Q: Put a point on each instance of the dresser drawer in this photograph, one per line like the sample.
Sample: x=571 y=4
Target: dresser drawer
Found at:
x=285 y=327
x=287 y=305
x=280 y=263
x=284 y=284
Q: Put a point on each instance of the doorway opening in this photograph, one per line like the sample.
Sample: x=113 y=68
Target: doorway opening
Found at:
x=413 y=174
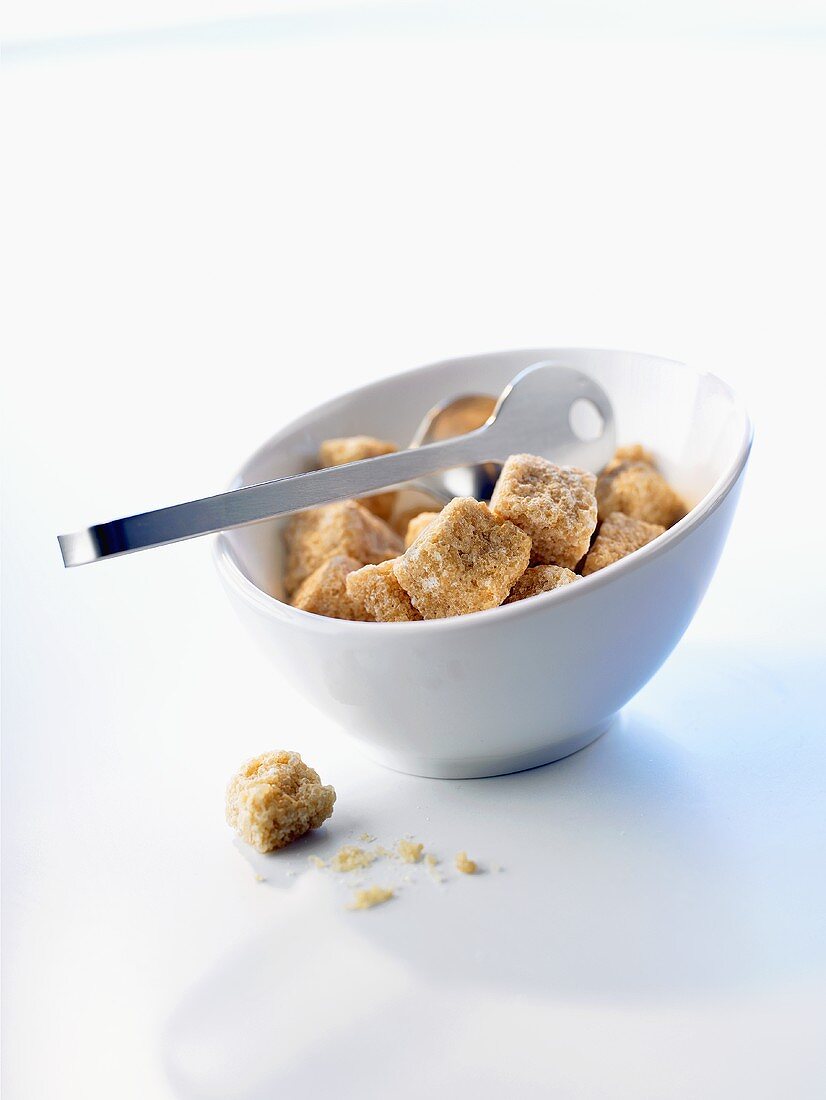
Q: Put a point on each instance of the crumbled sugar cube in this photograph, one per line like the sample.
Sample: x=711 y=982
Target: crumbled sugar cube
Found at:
x=410 y=503
x=274 y=799
x=351 y=858
x=326 y=592
x=632 y=484
x=554 y=505
x=370 y=897
x=465 y=560
x=540 y=579
x=376 y=591
x=417 y=525
x=464 y=865
x=618 y=536
x=347 y=528
x=408 y=851
x=338 y=452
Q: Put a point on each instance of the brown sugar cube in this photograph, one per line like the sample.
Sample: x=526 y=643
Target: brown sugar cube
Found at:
x=325 y=592
x=314 y=537
x=377 y=591
x=338 y=452
x=618 y=536
x=417 y=525
x=465 y=560
x=639 y=491
x=554 y=505
x=540 y=579
x=274 y=799
x=409 y=504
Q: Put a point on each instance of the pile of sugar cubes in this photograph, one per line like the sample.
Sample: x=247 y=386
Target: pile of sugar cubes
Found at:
x=382 y=560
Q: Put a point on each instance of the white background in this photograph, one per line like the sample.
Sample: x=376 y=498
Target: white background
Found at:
x=211 y=226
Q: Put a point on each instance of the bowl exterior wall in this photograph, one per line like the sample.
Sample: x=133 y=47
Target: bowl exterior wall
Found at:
x=498 y=693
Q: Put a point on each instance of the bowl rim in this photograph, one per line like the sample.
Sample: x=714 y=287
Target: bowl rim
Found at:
x=237 y=580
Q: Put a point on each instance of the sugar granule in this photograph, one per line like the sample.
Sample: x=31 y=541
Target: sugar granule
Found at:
x=464 y=865
x=371 y=897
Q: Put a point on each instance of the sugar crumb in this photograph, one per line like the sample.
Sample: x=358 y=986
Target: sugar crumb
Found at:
x=371 y=897
x=464 y=865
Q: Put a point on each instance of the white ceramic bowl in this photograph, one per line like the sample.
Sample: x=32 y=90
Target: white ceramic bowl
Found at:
x=528 y=683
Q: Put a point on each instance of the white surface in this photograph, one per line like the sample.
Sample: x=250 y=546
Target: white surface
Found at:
x=201 y=243
x=507 y=689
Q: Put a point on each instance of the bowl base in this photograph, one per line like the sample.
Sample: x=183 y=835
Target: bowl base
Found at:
x=483 y=767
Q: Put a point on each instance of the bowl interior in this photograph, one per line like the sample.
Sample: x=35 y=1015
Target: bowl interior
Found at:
x=692 y=421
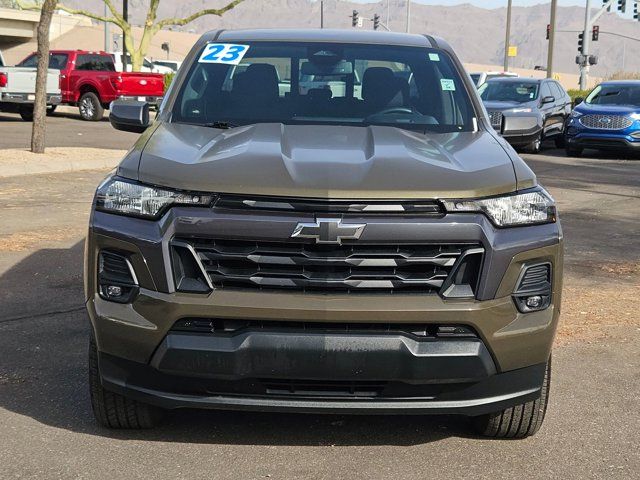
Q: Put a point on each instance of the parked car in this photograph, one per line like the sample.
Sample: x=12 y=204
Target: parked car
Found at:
x=147 y=64
x=608 y=119
x=89 y=81
x=18 y=89
x=260 y=250
x=527 y=111
x=480 y=78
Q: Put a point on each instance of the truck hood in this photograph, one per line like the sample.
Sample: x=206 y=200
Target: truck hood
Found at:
x=503 y=105
x=338 y=162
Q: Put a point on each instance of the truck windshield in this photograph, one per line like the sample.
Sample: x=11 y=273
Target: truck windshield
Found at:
x=615 y=95
x=325 y=83
x=508 y=91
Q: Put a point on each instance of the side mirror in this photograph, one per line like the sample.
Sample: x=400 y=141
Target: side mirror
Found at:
x=129 y=115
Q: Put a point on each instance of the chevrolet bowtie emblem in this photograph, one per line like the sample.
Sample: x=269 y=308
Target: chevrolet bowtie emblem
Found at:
x=329 y=230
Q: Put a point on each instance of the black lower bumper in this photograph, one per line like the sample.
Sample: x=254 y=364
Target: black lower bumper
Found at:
x=603 y=143
x=322 y=373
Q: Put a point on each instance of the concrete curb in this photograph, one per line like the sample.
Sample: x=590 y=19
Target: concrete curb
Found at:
x=17 y=162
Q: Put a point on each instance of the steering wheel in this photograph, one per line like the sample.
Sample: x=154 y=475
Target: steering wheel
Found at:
x=392 y=110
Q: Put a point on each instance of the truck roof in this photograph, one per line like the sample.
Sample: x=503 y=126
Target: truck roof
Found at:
x=327 y=35
x=80 y=52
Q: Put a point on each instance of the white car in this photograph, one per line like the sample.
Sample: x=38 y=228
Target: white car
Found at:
x=18 y=89
x=480 y=78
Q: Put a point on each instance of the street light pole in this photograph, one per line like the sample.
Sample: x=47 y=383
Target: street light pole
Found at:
x=107 y=40
x=125 y=16
x=507 y=40
x=586 y=37
x=552 y=38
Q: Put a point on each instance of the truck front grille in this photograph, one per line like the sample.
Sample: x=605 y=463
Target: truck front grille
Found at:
x=332 y=268
x=606 y=122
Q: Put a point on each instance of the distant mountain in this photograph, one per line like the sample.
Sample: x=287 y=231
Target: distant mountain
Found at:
x=476 y=33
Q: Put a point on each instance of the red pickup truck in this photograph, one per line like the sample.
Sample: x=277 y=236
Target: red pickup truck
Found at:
x=89 y=81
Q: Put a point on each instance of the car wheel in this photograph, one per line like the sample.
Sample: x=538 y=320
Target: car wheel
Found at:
x=573 y=151
x=535 y=146
x=26 y=113
x=90 y=107
x=520 y=421
x=112 y=410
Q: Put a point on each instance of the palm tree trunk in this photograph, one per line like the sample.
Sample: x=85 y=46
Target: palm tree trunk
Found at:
x=40 y=103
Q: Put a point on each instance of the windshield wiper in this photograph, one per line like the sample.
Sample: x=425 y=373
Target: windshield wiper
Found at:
x=219 y=124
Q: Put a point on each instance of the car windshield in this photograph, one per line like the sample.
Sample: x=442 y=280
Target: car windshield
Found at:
x=509 y=91
x=325 y=83
x=615 y=95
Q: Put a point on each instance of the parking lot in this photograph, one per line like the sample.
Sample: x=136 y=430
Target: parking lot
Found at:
x=591 y=430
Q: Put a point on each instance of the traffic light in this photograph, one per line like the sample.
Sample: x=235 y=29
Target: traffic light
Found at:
x=622 y=5
x=376 y=21
x=580 y=41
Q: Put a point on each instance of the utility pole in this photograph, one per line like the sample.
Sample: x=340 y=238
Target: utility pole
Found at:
x=507 y=40
x=586 y=40
x=125 y=15
x=107 y=40
x=552 y=38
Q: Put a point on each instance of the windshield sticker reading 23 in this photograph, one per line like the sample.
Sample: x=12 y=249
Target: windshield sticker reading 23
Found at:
x=223 y=53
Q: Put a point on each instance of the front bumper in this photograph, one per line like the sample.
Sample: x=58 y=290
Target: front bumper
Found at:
x=140 y=355
x=28 y=98
x=152 y=100
x=604 y=141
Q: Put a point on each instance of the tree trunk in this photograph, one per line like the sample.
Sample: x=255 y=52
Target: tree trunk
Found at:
x=40 y=103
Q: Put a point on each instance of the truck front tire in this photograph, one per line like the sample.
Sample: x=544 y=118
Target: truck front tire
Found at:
x=520 y=421
x=116 y=411
x=90 y=107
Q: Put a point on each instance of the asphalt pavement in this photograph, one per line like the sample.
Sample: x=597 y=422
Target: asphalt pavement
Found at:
x=592 y=429
x=64 y=129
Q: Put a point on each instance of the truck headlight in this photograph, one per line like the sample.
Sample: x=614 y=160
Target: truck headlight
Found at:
x=516 y=209
x=118 y=195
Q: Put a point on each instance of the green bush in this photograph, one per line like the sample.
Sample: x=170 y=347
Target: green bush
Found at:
x=168 y=78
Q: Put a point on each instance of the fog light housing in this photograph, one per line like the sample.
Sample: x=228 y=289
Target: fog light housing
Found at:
x=535 y=301
x=117 y=280
x=113 y=291
x=533 y=291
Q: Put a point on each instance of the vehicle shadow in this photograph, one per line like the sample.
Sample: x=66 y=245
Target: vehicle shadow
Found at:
x=10 y=117
x=44 y=336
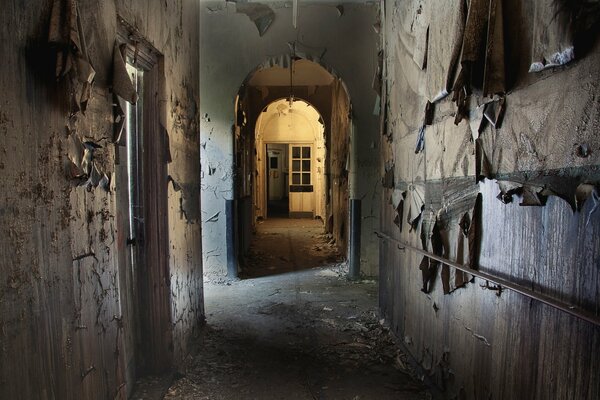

## To be done
Please pick out and copy every line of the material above that contains the string "vehicle". Case counts.

## Finished answer
Q: Put a point on each instance of the vehicle shadow in this photograph, one per line like the sample.
Target: vehicle shadow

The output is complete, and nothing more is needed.